● Tasks
(1) In the mailing-list reply about detecting the end of a go game, what is the game end said to be once a program runs out of legal moves?
(2) Write the next part of the mailing-list reply about detecting the end of a go game, picking up after its last sentence.

[Date Prev][Date Next][Thread Prev][Thread Next][Date Index][Thread Index]
Re: fundamental problems for reinforcement
Ives Steglich schrieb:
> ...
> so have thought about some implementation strategies
> in relation with reinforcement learning end detected some basic
> problems:
>
> a) i need a way to detect the end of a game
> b) to rate it in that way that i can say which play has won
>
> this to statements are most importend to get known couse without
> this a implementation of a client could get very difficult,
If you or your program think, that it is not yet "game over", just
continue to play. The opponent must be able to handle this.
Eventually you run out of legal moves, and you will have to pass.
This then will be the game end.
To shorten the after-end-game you might pass before all dead stones
are eliminated. However, doing so you or your program risks, that
your opponent disagrees on what is dead. Therefore you need what is
called an "agreement phase" (but how is this done when two programs
play each other?).
If i'm not mistaken, computer go requires a program to demonstrate
that it is able to capture.
> so maybe the first step shoulb be develop a system that can manage the
> group problem
Very, very difficult but not a problem for game end determination.

● Items

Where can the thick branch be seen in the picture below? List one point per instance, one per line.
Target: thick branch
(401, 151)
...
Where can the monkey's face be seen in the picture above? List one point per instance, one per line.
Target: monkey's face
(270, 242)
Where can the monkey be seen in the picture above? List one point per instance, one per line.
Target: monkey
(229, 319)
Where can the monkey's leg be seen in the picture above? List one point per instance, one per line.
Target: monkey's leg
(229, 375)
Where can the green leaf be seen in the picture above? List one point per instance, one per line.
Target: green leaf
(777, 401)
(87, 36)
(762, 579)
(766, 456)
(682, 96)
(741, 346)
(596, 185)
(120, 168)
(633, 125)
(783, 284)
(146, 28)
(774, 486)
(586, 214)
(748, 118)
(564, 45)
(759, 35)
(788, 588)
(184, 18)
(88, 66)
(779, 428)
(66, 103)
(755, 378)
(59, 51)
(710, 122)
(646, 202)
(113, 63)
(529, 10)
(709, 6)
* * *
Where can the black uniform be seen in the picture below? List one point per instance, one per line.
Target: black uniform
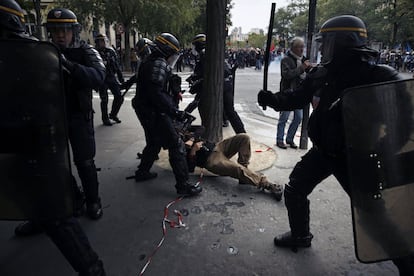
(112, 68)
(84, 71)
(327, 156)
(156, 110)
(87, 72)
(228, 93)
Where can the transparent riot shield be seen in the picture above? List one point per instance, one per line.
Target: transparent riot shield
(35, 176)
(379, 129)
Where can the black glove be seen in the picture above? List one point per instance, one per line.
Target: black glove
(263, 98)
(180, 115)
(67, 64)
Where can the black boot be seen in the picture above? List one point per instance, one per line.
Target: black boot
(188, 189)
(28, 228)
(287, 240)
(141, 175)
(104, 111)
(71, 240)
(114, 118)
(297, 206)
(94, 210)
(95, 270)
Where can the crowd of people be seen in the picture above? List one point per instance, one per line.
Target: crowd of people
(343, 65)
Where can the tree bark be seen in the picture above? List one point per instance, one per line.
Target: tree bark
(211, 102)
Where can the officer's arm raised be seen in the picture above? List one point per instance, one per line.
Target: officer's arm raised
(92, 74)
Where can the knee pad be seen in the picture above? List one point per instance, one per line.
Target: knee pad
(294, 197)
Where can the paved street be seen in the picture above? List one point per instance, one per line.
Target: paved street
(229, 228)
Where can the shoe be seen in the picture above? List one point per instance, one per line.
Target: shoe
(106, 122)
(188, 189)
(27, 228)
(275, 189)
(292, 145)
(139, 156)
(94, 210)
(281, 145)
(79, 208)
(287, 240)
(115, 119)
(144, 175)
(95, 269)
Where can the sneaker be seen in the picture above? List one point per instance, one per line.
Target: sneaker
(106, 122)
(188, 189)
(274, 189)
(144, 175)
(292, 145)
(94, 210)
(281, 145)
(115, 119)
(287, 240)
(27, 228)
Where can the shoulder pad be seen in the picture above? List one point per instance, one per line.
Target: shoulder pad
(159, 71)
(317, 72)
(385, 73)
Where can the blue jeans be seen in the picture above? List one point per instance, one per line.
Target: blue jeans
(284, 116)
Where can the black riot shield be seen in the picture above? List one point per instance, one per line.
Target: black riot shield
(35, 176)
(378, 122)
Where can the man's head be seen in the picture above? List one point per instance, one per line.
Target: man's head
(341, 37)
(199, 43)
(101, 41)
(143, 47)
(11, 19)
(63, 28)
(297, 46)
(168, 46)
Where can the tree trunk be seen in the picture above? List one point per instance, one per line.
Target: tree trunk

● Answers for the tasks
(1) The program will have to pass, and that pass will be the game end.

(2)
> the difference from go to chess or backgammon is u have no
> deterministic end of game and u dont know such easy who won it
As said not true in my opinion. Go players agree (easily) on game end
and also all computer go programs have solved the "game end" problem.
Also: it is not forbidden to try a "late" invasion. The worst what
can happen is that the opponent demonstrates how to refute it.
Or is there a rule that you must trust the opponent that he has
a minimum Go skill to capture "impossible" invaders?
>From a human perspective it is of course annoying having to respond
to obviously non-working moves, but in my view to be able to pass
at the right time (or to resign at the right time) is part of the GO
knowledge of a good Go program.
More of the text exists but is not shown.